**INSTRUCTIONS FOR THE TASK**
The required result is a copy of each line below in which "capitol" appears.

**MATERIAL SUPPLIED**
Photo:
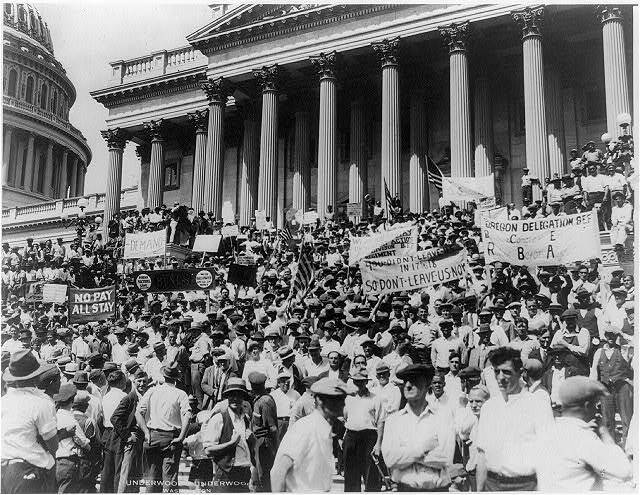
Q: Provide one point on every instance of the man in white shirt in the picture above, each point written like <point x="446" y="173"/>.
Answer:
<point x="572" y="457"/>
<point x="508" y="427"/>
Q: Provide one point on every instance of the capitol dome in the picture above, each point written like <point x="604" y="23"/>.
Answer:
<point x="44" y="156"/>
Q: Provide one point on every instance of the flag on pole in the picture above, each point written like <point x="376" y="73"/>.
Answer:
<point x="304" y="274"/>
<point x="435" y="174"/>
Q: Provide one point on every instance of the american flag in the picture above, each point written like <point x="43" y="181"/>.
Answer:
<point x="435" y="174"/>
<point x="304" y="274"/>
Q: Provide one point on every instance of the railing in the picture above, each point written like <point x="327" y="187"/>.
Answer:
<point x="51" y="210"/>
<point x="157" y="63"/>
<point x="42" y="114"/>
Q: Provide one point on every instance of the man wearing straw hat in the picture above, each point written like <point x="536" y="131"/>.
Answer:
<point x="29" y="428"/>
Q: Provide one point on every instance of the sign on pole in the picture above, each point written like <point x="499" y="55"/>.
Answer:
<point x="207" y="243"/>
<point x="55" y="293"/>
<point x="416" y="271"/>
<point x="542" y="241"/>
<point x="175" y="280"/>
<point x="145" y="245"/>
<point x="91" y="304"/>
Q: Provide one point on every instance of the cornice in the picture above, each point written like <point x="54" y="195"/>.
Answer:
<point x="281" y="27"/>
<point x="142" y="90"/>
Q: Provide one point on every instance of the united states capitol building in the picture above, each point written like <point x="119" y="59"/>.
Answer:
<point x="309" y="105"/>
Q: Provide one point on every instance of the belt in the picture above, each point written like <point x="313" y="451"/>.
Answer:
<point x="511" y="479"/>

**OUTPUT FOR THIS TASK**
Q: Provide one point on every instance of the capitol dome in the picture above, each point written like <point x="604" y="23"/>.
Q: Provide one point on every instance of the united states capitol building in the picture above, each point written like <point x="119" y="59"/>.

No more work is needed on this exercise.